> EXTRACT:
-- Opening Marker --
04/02/16- Weston-Super-Mare: After completing chemo two- skulking around inside of me was a fear that I would ‘hit the wall’- regarding treatment somewhere between chemos three and four.
The point of ‘no return’.
As far to carry on as it is to turn back.
Three down. Three still to get through.
So during the heady days of my chemo two liberation stage I had promised myself a little holiday. If well enough after chemo three I would travel to see my beautiful girls and be beside the seaside, beside the sea!
Visiting with my friends I knew, would replenish my stores and give me the strength to see my chemo through to its uncertain conclusion.
As I may have mentioned in a previous post or two (Yes, we’ve got it Roobiee-stop going on!) my recovery from this third chemo has taken a tad longer than it did for the last two. Three of the seven chemo dwarves; Grumpy, Sleepy and Mardy far outstayed their welcome leaving me contemplating whether my Weston seaside dream could in fact, become reality.
But after much shillying and shallying about deliberating over my capacity to re-engage with polite society given my recent emotional and psychological state- which let’s be honest had unravelled itself into exactly that- a bit of a bloody state: I finally awoke yesterday as you know, to find that the dwarves had left the building!
And because precious time was ticking on hurtling me headlong towards my next toxic top-up with only a week of ‘normal’ left in me, I wasted no more time procrastinating and booked my train for today.
So here I am!
A thick fog descending as my train pulls into Weston station. I can feel it damp on my cheeks as I clamber into one of those overly expensive, way too convenient, hang around the station for a gullible lazybones with no local numbers to step off the train, type taxis!
-- Closing Marker --
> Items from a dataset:
-- Opening Marker --
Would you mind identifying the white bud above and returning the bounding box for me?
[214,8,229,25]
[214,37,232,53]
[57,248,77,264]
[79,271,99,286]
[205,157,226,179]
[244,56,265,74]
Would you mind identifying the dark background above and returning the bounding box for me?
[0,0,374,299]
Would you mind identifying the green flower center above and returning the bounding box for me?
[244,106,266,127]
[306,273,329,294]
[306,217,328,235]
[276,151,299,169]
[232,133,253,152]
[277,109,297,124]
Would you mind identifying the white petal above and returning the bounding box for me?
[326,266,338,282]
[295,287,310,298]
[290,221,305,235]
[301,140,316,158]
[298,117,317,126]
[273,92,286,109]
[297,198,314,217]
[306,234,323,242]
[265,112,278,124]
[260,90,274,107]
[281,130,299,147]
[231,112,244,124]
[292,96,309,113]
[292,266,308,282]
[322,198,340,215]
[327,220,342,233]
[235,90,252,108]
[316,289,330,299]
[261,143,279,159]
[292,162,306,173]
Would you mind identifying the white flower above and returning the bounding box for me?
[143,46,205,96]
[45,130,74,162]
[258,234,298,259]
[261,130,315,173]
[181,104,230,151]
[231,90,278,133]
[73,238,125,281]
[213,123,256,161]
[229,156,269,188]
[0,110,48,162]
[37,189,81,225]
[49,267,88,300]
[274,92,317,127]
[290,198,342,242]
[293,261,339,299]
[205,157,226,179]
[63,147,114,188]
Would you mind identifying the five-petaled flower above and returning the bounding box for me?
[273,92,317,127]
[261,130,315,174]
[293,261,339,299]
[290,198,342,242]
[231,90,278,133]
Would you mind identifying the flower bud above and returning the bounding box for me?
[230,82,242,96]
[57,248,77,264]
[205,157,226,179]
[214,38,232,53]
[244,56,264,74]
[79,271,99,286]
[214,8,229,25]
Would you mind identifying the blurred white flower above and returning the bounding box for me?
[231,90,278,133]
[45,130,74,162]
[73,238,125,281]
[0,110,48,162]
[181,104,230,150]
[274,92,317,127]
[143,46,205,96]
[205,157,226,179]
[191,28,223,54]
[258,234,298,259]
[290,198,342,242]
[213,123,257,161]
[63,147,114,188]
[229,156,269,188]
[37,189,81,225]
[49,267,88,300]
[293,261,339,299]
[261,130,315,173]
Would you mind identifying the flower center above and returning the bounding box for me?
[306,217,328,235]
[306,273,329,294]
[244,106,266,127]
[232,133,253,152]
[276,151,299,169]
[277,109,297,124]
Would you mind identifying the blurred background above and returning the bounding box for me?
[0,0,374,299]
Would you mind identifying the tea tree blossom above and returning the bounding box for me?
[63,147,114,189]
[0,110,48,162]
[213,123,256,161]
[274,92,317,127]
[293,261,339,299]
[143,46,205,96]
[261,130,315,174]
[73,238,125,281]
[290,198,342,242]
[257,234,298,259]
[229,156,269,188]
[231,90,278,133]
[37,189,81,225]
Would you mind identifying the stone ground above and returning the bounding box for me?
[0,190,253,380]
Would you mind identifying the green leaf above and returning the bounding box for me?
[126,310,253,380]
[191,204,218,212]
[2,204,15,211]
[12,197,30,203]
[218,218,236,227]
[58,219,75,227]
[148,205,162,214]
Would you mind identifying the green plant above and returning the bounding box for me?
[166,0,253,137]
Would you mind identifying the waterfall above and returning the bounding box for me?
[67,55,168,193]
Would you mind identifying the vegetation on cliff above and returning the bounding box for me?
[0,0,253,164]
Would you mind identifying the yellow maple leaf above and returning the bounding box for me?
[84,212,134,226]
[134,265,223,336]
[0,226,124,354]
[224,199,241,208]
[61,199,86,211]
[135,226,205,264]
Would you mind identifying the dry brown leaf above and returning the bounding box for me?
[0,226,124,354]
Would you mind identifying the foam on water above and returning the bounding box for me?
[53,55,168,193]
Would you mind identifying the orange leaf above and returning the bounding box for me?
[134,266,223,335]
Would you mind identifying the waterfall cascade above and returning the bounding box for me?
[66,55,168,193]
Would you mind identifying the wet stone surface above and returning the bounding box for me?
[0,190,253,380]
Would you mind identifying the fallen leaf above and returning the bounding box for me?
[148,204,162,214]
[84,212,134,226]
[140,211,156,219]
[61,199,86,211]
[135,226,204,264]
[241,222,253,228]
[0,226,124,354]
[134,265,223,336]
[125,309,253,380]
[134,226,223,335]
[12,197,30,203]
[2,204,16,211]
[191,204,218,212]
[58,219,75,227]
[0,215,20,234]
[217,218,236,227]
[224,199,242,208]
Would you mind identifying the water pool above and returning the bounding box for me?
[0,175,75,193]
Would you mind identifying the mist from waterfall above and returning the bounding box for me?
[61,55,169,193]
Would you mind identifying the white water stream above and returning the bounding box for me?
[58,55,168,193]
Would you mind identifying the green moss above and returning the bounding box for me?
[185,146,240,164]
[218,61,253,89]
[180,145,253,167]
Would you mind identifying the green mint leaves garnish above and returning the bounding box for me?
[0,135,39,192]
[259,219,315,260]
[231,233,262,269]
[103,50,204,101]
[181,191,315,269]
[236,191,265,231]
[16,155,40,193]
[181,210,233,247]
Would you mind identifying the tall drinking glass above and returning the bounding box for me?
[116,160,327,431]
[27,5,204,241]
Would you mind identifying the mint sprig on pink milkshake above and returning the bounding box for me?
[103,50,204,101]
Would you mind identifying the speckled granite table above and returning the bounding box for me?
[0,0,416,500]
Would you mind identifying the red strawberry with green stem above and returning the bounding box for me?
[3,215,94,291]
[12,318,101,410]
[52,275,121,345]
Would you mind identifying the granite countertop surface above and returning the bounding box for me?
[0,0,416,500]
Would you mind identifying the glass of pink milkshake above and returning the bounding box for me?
-- Closing Marker --
> TASK: Using the post, explain in one to three sentences why the writer stopped deliberating and booked the train for that same day. The material has no connection to the text.

> THE ANSWER: Time was running short before the next round of chemo, with only a week of "normal" left. The writer therefore wasted no more time procrastinating and booked the train for that day.